__AIM__.
Reproduce the lines below, substituting "circle" for every occurrence of "disc" and leaving everything else unchanged.

— Start —

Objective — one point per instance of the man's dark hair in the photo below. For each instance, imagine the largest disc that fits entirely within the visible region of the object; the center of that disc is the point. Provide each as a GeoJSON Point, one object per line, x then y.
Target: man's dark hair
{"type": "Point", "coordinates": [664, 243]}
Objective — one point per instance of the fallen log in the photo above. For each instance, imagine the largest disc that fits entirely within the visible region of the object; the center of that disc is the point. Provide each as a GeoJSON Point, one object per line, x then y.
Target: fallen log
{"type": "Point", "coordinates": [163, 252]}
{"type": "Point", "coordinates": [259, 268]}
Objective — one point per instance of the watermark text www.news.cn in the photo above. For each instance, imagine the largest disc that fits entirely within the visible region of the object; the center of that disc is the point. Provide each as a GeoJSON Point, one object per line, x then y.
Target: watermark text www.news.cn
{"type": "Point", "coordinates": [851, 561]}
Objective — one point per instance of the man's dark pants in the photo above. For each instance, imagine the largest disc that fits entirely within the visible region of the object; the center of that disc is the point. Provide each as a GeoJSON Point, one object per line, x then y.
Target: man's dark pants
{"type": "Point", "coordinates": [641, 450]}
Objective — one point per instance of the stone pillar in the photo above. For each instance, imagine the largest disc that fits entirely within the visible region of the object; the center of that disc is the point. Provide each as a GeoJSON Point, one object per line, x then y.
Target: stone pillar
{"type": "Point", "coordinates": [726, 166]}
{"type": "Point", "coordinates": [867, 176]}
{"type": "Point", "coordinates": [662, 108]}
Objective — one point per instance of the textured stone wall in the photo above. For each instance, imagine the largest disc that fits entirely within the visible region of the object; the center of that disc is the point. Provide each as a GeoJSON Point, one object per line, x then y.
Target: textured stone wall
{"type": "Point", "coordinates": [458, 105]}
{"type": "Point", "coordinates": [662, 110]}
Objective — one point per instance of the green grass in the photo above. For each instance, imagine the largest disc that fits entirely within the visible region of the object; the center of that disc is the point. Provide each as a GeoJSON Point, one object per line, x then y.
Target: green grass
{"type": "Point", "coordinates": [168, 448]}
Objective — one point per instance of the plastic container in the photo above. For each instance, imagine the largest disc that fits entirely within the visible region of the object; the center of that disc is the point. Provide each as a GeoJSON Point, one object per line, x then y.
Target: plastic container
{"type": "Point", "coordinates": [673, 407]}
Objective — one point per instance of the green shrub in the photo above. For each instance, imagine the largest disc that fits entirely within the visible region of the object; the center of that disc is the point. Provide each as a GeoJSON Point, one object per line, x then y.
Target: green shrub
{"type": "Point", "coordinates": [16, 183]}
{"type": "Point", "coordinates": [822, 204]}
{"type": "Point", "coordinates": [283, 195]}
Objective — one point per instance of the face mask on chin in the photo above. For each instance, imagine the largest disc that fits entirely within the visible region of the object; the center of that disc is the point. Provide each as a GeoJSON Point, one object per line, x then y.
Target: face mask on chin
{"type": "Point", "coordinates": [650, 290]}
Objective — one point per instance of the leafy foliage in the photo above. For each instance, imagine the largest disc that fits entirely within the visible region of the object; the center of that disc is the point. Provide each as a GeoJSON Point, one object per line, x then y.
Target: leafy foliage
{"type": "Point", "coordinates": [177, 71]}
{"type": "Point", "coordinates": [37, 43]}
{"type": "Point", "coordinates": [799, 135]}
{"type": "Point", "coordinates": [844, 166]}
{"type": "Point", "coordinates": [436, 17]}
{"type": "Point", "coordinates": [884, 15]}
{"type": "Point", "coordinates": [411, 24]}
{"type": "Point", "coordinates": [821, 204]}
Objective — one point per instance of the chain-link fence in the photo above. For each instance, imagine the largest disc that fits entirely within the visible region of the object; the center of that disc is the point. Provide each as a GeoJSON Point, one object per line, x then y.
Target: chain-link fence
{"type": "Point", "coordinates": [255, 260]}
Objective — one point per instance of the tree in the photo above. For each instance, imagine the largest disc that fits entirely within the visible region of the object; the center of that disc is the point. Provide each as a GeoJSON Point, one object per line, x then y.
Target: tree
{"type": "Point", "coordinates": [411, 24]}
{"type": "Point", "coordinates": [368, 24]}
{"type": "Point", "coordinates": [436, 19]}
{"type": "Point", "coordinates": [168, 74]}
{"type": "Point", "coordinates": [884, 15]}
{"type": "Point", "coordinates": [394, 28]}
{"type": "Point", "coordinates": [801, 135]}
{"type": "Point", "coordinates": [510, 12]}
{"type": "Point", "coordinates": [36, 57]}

— End —

__EXPECTED OUTPUT__.
Objective — one point per instance of the man's dark hair in the photo below. For each instance, imagine the largest circle that fits entirely within the visible region of the object; the center of that circle is the point. Provide each as a GeoJSON Point, one object per line, x then y.
Target: man's dark hair
{"type": "Point", "coordinates": [664, 243]}
Objective — one point per instance of the fallen log in the photo above. For each instance, imagine the largest circle that fits entirely within the visible region of the object; the center of that circle is the point. Provide each as a GeoJSON Point, one object per line, x then y.
Target: fallen log
{"type": "Point", "coordinates": [163, 252]}
{"type": "Point", "coordinates": [259, 268]}
Objective — one point per instance of the watermark text www.news.cn in the photo above. For each instance, imagine the largest circle that fits entirely within the visible region of the object; the center of that circle is the point. Provide each as a GeoJSON Point, one object per line, x then y.
Target: watermark text www.news.cn
{"type": "Point", "coordinates": [851, 561]}
Objective — one point per instance of the man's dark pants in the photo above. For each instance, imagine the largest circle that fits entirely within the visible region of the object; the center of that circle is the point. Provide each as a GeoJSON Point, one object per line, x then y.
Target: man's dark pants
{"type": "Point", "coordinates": [641, 450]}
Objective — one point per instance of the stone pillar in the photo above. For each instance, imagine the largest circle that fits entirely within the visible region of the object; the center of that circle is the point. Provide each as a GeoJSON Point, one object per line, x then y.
Target: stone pillar
{"type": "Point", "coordinates": [726, 166]}
{"type": "Point", "coordinates": [867, 176]}
{"type": "Point", "coordinates": [662, 108]}
Objective — one point per instance of the textured stone wall in the photo above. For each instance, imagine the largest circle that fits entirely within the visible region of the object; the center of that circle is the point. Provide each as a GeoJSON Point, one object per line, x then y.
Target: textured stone wall
{"type": "Point", "coordinates": [458, 105]}
{"type": "Point", "coordinates": [662, 110]}
Objective — one point per instance of the green grass in the photo above. For each instance, imagine the largest circle that fits entirely within the visible region of the object; the center of that circle is the point. Provide each as a GeoJSON Point, one object per line, x then y.
Target: green grass
{"type": "Point", "coordinates": [168, 448]}
Objective — one point per instance of the plastic container in the photo above. For each instance, imagine the largest circle that fits entirely within the visible region of the object; the center of that circle is the point. Provide each as a GeoJSON Point, one object per line, x then y.
Target: plastic container
{"type": "Point", "coordinates": [673, 407]}
Objective — one point per instance of the green shrub in the photo above. For each instance, imagine the largest circle that fits entirely within the visible region of the object; the center of that circle is the point. Provide each as a GeoJSON Point, one object per line, x then y.
Target: green shrub
{"type": "Point", "coordinates": [16, 183]}
{"type": "Point", "coordinates": [822, 204]}
{"type": "Point", "coordinates": [283, 195]}
Objective — one point per instance of the face mask on chin in the photo above. For each instance, imagine the largest circle that fits entirely within the visible region of the object; the center of that circle is the point. Provide each as a GeoJSON Point, one object per line, x then y.
Target: face mask on chin
{"type": "Point", "coordinates": [650, 290]}
Objective — one point per instance of the leafy foliage in the photo above. For each instance, imagine the largest circle that fits entirely within the visible region of the object; the center of that circle is the point. Provide each as a GeoJSON Point, one object per line, x then y.
Target: leafy foliage
{"type": "Point", "coordinates": [177, 71]}
{"type": "Point", "coordinates": [37, 43]}
{"type": "Point", "coordinates": [799, 135]}
{"type": "Point", "coordinates": [844, 166]}
{"type": "Point", "coordinates": [436, 17]}
{"type": "Point", "coordinates": [884, 15]}
{"type": "Point", "coordinates": [411, 24]}
{"type": "Point", "coordinates": [821, 204]}
Objective — one point per instance of the chain-link fence in the photo above. For each instance, imagine the largest circle that fits entirely within the visible region of the object; the center of that circle is the point. Provide each as a GeoJSON Point, one object per line, x then y.
Target: chain-link fence
{"type": "Point", "coordinates": [255, 260]}
Objective — one point per instance of the tree in the photo above. For each instance, imagine the largest circle that fits entirely within the visible region of the object; the center of that circle is the point. Provide each as a GeoJSON Point, one object per line, x then y.
Target: tree
{"type": "Point", "coordinates": [411, 24]}
{"type": "Point", "coordinates": [368, 24]}
{"type": "Point", "coordinates": [436, 19]}
{"type": "Point", "coordinates": [168, 74]}
{"type": "Point", "coordinates": [884, 15]}
{"type": "Point", "coordinates": [394, 28]}
{"type": "Point", "coordinates": [801, 135]}
{"type": "Point", "coordinates": [510, 12]}
{"type": "Point", "coordinates": [36, 57]}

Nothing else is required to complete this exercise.